_EXERCISE OBJECTIVE:_ In full and without change, return each entry.

[Text-to-region grounding data]
---

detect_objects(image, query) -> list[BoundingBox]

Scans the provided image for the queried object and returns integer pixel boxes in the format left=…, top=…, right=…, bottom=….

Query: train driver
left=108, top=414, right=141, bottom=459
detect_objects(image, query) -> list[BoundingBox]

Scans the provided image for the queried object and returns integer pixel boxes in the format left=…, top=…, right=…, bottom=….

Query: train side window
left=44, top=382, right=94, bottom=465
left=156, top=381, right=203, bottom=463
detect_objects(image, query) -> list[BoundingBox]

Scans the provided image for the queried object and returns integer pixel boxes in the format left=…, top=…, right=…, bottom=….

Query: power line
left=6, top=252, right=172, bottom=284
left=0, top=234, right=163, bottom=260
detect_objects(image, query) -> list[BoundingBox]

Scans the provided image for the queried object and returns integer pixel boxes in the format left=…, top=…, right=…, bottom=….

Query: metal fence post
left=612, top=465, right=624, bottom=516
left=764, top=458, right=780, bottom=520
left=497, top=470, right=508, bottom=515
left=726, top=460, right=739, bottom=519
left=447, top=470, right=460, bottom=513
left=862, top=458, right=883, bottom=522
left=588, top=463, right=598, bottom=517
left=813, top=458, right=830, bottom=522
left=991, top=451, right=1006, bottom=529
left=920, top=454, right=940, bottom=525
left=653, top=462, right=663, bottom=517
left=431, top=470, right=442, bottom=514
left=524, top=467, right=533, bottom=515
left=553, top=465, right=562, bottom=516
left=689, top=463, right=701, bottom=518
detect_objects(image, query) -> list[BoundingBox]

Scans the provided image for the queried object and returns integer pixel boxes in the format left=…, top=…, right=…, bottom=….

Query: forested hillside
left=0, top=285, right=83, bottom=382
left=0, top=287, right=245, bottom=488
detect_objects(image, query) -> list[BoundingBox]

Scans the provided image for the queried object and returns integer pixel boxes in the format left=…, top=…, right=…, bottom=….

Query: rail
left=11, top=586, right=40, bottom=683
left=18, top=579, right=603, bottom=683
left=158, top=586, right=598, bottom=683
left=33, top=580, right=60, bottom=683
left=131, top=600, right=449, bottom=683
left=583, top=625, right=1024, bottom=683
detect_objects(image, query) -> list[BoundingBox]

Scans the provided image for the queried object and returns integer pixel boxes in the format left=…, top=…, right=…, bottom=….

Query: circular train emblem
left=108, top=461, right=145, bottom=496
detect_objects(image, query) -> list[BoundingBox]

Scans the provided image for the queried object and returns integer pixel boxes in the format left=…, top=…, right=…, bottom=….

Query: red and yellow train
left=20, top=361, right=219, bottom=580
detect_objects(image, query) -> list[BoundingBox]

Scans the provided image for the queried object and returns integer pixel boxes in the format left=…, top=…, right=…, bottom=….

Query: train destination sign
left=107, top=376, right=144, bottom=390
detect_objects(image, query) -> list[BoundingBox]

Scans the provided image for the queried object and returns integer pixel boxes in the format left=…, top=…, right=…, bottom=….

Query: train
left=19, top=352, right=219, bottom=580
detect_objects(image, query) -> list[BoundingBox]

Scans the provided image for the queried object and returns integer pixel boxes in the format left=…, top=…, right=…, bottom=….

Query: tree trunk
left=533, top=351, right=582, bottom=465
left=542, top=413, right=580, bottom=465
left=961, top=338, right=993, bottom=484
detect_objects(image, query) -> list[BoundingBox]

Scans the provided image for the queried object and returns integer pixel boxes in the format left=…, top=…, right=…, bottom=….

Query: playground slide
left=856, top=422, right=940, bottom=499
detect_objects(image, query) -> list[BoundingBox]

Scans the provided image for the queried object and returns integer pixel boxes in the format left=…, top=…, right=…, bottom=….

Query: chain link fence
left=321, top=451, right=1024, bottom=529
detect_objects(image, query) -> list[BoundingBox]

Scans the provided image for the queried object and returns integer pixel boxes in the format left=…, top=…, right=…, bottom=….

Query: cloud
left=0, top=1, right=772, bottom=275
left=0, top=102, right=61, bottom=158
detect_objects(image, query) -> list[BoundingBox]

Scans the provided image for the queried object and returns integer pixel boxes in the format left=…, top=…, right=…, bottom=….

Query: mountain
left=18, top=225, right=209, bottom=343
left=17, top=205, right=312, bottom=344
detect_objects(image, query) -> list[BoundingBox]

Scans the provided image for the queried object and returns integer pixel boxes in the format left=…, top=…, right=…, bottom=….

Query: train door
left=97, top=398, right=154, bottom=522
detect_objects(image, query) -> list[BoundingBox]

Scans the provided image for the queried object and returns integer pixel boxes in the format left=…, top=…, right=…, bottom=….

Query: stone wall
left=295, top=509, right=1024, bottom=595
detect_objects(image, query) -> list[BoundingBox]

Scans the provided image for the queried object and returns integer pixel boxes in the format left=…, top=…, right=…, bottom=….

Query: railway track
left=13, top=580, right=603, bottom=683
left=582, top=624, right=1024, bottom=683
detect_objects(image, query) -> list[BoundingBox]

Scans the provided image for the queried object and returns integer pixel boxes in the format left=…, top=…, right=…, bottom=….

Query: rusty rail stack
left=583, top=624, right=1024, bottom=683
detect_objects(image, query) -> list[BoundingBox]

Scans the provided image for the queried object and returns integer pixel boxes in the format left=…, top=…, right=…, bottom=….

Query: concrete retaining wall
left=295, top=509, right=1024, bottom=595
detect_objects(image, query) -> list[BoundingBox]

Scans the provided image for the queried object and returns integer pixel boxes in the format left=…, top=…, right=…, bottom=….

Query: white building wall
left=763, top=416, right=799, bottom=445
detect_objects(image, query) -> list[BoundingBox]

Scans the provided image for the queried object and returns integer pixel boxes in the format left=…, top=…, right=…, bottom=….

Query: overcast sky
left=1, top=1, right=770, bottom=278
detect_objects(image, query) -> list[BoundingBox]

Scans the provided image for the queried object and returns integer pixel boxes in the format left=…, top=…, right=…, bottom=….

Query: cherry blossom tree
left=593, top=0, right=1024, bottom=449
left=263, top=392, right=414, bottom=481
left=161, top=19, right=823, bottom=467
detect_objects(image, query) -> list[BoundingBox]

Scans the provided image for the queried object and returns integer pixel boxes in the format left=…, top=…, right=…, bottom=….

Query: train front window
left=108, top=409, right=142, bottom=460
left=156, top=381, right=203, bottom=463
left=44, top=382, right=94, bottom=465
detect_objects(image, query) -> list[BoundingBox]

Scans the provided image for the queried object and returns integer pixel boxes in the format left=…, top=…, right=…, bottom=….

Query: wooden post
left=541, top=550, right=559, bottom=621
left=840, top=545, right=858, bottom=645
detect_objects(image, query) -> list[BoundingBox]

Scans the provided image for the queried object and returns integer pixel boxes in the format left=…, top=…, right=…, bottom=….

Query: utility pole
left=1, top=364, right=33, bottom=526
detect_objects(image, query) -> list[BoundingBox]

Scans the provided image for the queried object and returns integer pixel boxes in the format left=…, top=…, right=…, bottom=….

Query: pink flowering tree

---

_REPLY TO THE TASK:_
detect_objects(image, query) -> list[BoundingBox]

Scans the provided image for the queried object and returns integer pixel boxes in the format left=…, top=…, right=…, bottom=….

Query: train driver
left=108, top=414, right=141, bottom=459
detect_objects(image, query) -> list[BoundingBox]

Scans the provided image for the queried object and returns integer pixel boxes in the format left=…, top=…, right=…, bottom=….

Query: train side window
left=44, top=382, right=94, bottom=465
left=156, top=381, right=203, bottom=463
detect_objects(image, query) -> list[BoundingBox]

Scans the provided image for the queried object and returns integer pixel boxes in the format left=…, top=…, right=…, bottom=….

Query: power line
left=6, top=252, right=172, bottom=284
left=0, top=234, right=163, bottom=260
detect_objects(image, query) -> list[BoundingBox]

Scans the provided image for the queried object and returns integer pixel boxes in the format left=…, top=…, right=…, bottom=….

Query: metal fence post
left=612, top=465, right=624, bottom=516
left=764, top=458, right=780, bottom=520
left=497, top=470, right=508, bottom=515
left=726, top=460, right=739, bottom=519
left=447, top=470, right=460, bottom=513
left=862, top=458, right=883, bottom=522
left=588, top=463, right=598, bottom=517
left=813, top=458, right=830, bottom=522
left=991, top=451, right=1006, bottom=529
left=920, top=454, right=940, bottom=525
left=653, top=462, right=663, bottom=517
left=431, top=470, right=442, bottom=514
left=524, top=467, right=533, bottom=515
left=553, top=465, right=562, bottom=516
left=689, top=463, right=701, bottom=518
detect_objects(image, query) -> list[BoundingBox]

Scans the provided image for the queried object and returns integer pixel boxes in the format left=…, top=…, right=…, bottom=….

Query: forested hillside
left=0, top=285, right=83, bottom=382
left=0, top=287, right=245, bottom=488
detect_objects(image, query) -> list[BoundingBox]

Scans the provided image for the queried object and returns integer pixel boxes in the format left=…, top=…, right=…, bottom=….

Query: rail
left=11, top=586, right=40, bottom=683
left=18, top=579, right=603, bottom=683
left=158, top=586, right=598, bottom=683
left=33, top=580, right=60, bottom=683
left=131, top=600, right=449, bottom=683
left=583, top=625, right=1024, bottom=683
detect_objects(image, query) -> list[BoundingBox]

Scans the provided image for the queried object and returns integer pixel boxes in the format left=…, top=…, right=…, bottom=….

Query: circular train emblem
left=108, top=461, right=145, bottom=496
detect_objects(image, query) -> list[BoundingBox]

Scans the provided image for the queried object and returns integer pixel boxes in the format left=…, top=…, right=…, bottom=….

Query: red and yellow train
left=20, top=361, right=219, bottom=580
detect_objects(image, query) -> list[BoundingBox]

Scans the provided image for the queried object and returns integer pixel boxes in the format left=…, top=…, right=…, bottom=….

Query: train destination sign
left=107, top=376, right=144, bottom=390
detect_objects(image, query) -> list[BoundingBox]

Scans the provided image for the queried object and returns integer pixel boxes in the format left=…, top=…, right=…, bottom=….

Query: train
left=19, top=352, right=219, bottom=580
detect_objects(image, query) -> list[BoundingBox]

Scans the provided image for the queried object and returns integer pixel boxes in the format left=…, top=…, right=…, bottom=….

Query: tree trunk
left=533, top=351, right=582, bottom=465
left=542, top=413, right=580, bottom=465
left=961, top=338, right=993, bottom=484
detect_objects(image, query) -> list[BoundingBox]

Scans the provided image for the queried object and returns integer pixel boxes in the format left=…, top=…, right=…, bottom=….

Query: playground slide
left=856, top=422, right=940, bottom=499
detect_objects(image, query) -> list[BoundingBox]

Scans the provided image for the queried object and returns integer pixel boxes in the format left=…, top=…, right=…, bottom=….

Query: chain link fence
left=321, top=451, right=1024, bottom=529
detect_objects(image, query) -> list[BoundingBox]

Scans the provided image for the queried object and returns integer pixel boxes in the format left=…, top=…, right=…, bottom=….

Query: cloud
left=0, top=1, right=772, bottom=275
left=0, top=102, right=61, bottom=158
detect_objects(image, query) -> list[BoundingBox]

Scans the provided image for the queried object and returns integer pixel boxes in the format left=…, top=…, right=…, bottom=….

Query: mountain
left=18, top=225, right=209, bottom=343
left=17, top=205, right=312, bottom=344
detect_objects(image, query) -> list[BoundingBox]

Scans the provided image for the queried object and returns integer pixel boxes in the format left=…, top=…, right=…, bottom=….

Query: train door
left=97, top=398, right=154, bottom=522
detect_objects(image, query) -> list[BoundingBox]

Scans the provided image for the queried object and returns integer pixel boxes in the format left=…, top=…, right=…, bottom=….

Query: stone wall
left=295, top=509, right=1024, bottom=595
detect_objects(image, query) -> list[BoundingBox]

Scans the provided image for the queried object and returns integer pixel boxes in the format left=…, top=…, right=…, bottom=….

Query: railway track
left=13, top=580, right=603, bottom=683
left=582, top=624, right=1024, bottom=683
detect_objects(image, query) -> list[BoundingBox]

Scans the provided image for the queried object and returns integer pixel boxes in the format left=…, top=…, right=…, bottom=….

Query: rusty rail stack
left=583, top=624, right=1024, bottom=683
detect_objects(image, query) -> list[BoundingBox]

Scans the provided image for the queried object and returns integer pixel boxes in the format left=…, top=…, right=…, bottom=….

Query: concrete retaining wall
left=295, top=509, right=1024, bottom=595
detect_objects(image, query) -> list[BoundingBox]

Scans the provided image for the queried object and returns integer pixel boxes in the format left=…, top=…, right=…, bottom=….

Query: white building wall
left=763, top=416, right=799, bottom=445
detect_objects(image, query) -> list[BoundingBox]

Scans the provided image for the queried object and returns integer pixel boxes in the format left=…, top=…, right=…, bottom=….

Query: overcast sky
left=1, top=1, right=770, bottom=278
detect_objects(image, query) -> list[BoundingBox]

Scans the provided image for the queried object and returns integer pixel boxes in the format left=…, top=…, right=…, bottom=….

Query: cherry blossom tree
left=593, top=0, right=1024, bottom=449
left=263, top=392, right=414, bottom=481
left=161, top=19, right=823, bottom=467
detect_objects(image, query) -> list[BoundingBox]

Scans the provided image for the queried object and returns integer pixel boxes in the format left=…, top=…, right=…, bottom=….

Query: train front window
left=108, top=409, right=142, bottom=460
left=156, top=381, right=203, bottom=463
left=44, top=382, right=94, bottom=465
detect_objects(image, query) -> list[BoundingBox]

Scans the provided image for the queried object and returns integer pixel boxes in the format left=…, top=…, right=…, bottom=….

Query: wooden post
left=541, top=550, right=559, bottom=621
left=840, top=545, right=858, bottom=645
detect_objects(image, query) -> list[BoundingBox]

Scans the provided image for the queried object and returns integer pixel boxes in the format left=…, top=…, right=…, bottom=….

Query: utility pole
left=1, top=364, right=33, bottom=526
detect_objects(image, query) -> list[BoundingBox]

Scans the provided image for the queried object and returns integer pixel boxes in the format left=…, top=…, right=…, bottom=….

Query: pink flowering tree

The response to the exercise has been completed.